**Dataset entries:**

═══

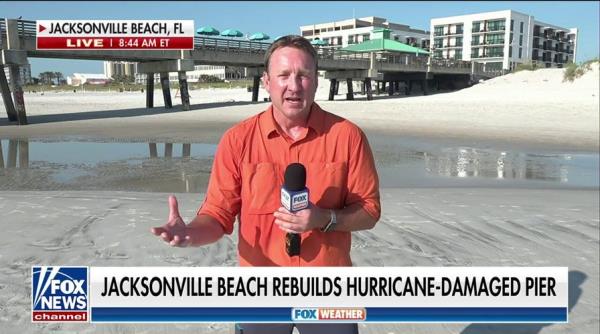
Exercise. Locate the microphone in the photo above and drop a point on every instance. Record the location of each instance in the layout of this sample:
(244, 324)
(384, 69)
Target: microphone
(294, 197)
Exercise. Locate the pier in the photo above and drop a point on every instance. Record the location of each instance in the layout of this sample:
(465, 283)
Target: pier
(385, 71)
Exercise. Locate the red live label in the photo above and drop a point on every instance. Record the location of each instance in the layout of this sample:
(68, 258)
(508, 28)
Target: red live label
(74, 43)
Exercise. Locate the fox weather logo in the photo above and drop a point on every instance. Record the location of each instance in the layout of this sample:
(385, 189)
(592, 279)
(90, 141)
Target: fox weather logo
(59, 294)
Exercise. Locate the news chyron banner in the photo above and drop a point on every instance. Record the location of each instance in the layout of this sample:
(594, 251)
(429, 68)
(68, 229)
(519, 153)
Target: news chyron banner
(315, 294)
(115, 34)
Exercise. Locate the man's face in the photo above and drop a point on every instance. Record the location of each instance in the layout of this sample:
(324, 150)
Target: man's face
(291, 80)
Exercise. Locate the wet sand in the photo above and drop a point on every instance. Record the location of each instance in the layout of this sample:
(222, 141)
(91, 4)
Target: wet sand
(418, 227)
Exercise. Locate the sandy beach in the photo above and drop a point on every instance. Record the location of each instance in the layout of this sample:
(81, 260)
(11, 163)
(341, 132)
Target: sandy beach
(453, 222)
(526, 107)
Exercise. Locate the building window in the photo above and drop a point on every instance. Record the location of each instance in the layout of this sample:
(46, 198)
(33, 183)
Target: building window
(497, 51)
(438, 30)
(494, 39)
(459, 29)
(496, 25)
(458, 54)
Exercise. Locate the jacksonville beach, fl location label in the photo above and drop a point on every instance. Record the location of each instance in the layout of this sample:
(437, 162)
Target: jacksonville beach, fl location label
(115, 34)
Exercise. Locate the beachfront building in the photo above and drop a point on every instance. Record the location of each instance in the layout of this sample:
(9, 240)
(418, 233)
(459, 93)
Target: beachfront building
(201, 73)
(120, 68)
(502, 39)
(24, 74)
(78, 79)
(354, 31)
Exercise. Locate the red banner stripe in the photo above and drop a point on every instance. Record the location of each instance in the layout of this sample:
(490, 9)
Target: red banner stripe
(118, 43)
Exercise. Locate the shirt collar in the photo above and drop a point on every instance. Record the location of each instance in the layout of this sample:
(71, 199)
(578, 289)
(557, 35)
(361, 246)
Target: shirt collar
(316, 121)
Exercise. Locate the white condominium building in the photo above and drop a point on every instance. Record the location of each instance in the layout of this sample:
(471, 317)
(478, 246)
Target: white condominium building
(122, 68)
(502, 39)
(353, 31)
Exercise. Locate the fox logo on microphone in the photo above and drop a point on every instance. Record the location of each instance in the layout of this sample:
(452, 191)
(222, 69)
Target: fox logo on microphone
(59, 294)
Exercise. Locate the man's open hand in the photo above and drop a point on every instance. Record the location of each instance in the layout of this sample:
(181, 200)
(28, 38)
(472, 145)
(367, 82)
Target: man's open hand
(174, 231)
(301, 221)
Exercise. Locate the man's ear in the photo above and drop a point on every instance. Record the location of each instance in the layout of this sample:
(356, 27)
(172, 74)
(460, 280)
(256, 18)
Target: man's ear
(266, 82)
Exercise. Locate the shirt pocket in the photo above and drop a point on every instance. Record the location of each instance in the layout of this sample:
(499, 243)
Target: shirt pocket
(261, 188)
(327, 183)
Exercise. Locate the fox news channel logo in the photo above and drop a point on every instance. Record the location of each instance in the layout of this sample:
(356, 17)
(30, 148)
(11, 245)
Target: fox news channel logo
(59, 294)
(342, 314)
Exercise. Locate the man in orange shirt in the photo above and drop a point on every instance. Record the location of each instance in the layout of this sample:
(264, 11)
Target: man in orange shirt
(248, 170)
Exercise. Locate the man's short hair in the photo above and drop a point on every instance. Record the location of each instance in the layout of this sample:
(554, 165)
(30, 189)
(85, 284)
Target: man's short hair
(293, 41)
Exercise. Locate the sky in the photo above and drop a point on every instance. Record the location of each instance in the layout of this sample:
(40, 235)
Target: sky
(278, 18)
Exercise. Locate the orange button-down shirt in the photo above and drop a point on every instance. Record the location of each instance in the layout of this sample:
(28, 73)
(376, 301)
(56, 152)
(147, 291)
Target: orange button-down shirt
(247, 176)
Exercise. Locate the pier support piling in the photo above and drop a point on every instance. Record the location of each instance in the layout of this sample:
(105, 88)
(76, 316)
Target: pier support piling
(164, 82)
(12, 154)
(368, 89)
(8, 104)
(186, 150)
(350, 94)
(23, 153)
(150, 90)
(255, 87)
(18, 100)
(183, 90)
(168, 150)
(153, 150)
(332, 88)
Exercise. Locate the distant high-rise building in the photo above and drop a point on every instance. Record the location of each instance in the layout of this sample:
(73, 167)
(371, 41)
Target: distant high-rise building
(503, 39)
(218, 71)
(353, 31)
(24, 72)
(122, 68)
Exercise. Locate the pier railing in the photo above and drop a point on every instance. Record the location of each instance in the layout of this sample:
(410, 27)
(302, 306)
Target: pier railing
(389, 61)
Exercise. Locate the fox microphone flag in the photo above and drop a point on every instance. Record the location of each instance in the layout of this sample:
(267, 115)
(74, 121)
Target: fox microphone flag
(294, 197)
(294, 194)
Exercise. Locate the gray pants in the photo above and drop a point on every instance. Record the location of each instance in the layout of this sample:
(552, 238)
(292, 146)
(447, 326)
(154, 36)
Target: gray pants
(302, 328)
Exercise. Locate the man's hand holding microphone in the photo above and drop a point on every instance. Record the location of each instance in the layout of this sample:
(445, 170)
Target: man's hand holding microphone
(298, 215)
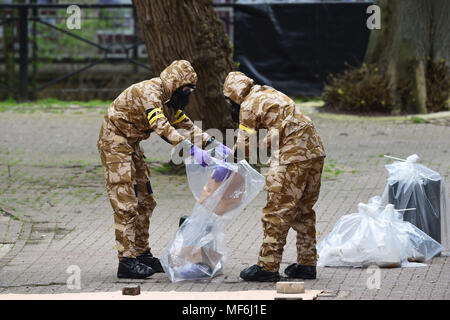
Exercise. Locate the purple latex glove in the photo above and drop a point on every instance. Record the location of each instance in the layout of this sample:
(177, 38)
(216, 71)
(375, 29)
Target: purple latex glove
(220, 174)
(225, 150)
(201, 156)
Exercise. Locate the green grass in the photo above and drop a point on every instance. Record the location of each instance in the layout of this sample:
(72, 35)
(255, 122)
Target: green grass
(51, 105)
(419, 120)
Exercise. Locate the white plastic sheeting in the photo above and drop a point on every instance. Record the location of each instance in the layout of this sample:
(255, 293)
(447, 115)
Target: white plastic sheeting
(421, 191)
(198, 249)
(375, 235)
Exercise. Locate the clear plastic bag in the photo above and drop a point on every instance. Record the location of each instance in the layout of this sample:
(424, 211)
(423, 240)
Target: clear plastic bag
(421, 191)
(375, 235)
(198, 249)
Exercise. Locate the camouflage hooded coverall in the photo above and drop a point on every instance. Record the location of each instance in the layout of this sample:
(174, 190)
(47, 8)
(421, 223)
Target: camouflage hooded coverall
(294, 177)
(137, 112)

═══

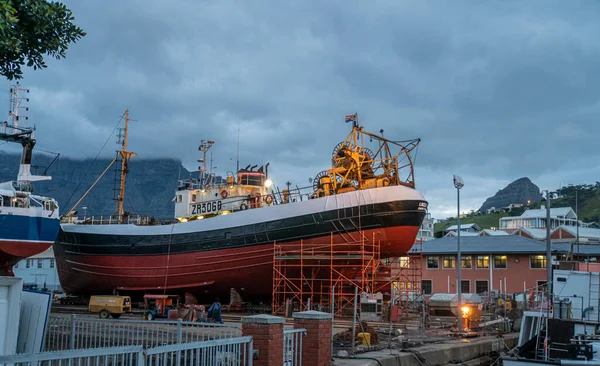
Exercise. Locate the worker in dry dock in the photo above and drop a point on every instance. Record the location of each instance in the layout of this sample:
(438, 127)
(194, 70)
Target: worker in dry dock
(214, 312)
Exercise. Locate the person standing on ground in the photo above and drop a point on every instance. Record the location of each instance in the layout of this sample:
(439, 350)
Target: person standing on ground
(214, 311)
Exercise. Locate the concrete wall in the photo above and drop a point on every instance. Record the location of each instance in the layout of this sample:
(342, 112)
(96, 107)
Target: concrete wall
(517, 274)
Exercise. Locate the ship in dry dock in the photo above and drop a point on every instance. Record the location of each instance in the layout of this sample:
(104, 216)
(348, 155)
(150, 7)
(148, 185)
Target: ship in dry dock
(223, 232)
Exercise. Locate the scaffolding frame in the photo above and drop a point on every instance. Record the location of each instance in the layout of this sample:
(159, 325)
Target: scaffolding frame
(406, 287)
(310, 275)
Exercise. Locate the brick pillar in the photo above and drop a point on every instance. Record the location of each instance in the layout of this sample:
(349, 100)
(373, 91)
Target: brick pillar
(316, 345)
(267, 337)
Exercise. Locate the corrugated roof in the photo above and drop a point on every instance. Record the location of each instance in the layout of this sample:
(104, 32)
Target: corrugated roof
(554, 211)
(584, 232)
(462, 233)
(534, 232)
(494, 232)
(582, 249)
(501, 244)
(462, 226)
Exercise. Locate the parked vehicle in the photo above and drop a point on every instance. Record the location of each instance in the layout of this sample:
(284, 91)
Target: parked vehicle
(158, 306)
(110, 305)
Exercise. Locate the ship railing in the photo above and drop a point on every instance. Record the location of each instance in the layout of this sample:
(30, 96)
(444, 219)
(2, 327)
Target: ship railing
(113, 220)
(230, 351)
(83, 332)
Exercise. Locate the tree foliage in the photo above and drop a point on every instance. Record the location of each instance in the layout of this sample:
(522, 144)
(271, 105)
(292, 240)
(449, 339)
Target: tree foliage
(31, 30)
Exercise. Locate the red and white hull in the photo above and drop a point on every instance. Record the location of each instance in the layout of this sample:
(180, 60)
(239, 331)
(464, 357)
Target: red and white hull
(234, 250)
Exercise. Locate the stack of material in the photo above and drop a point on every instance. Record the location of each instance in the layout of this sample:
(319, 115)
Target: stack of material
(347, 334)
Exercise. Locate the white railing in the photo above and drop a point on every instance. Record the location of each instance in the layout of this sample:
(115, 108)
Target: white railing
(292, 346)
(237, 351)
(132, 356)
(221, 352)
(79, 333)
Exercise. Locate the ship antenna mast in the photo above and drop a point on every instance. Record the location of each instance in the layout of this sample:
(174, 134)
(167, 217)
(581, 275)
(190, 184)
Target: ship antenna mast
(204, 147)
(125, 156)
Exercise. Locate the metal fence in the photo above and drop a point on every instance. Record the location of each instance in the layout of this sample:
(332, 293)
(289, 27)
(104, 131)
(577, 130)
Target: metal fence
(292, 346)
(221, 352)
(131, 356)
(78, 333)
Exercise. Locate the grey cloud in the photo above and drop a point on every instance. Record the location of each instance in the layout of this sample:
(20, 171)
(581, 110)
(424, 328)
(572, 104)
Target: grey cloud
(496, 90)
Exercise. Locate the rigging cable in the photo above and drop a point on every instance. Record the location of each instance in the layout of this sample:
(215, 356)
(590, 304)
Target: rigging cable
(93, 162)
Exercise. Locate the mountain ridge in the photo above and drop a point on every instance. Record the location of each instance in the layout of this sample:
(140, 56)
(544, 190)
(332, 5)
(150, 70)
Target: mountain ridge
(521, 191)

═══

**Exercise aim:** Pick out every line in the records above that contains the string "button" and copy each one. Case counts.

**Exercise answer:**
Exercise. Locate the orange button-down shirt in the photo above and drop a point on every instance. Record the location of each instance in the layout of this sample:
Target: orange button-down shirt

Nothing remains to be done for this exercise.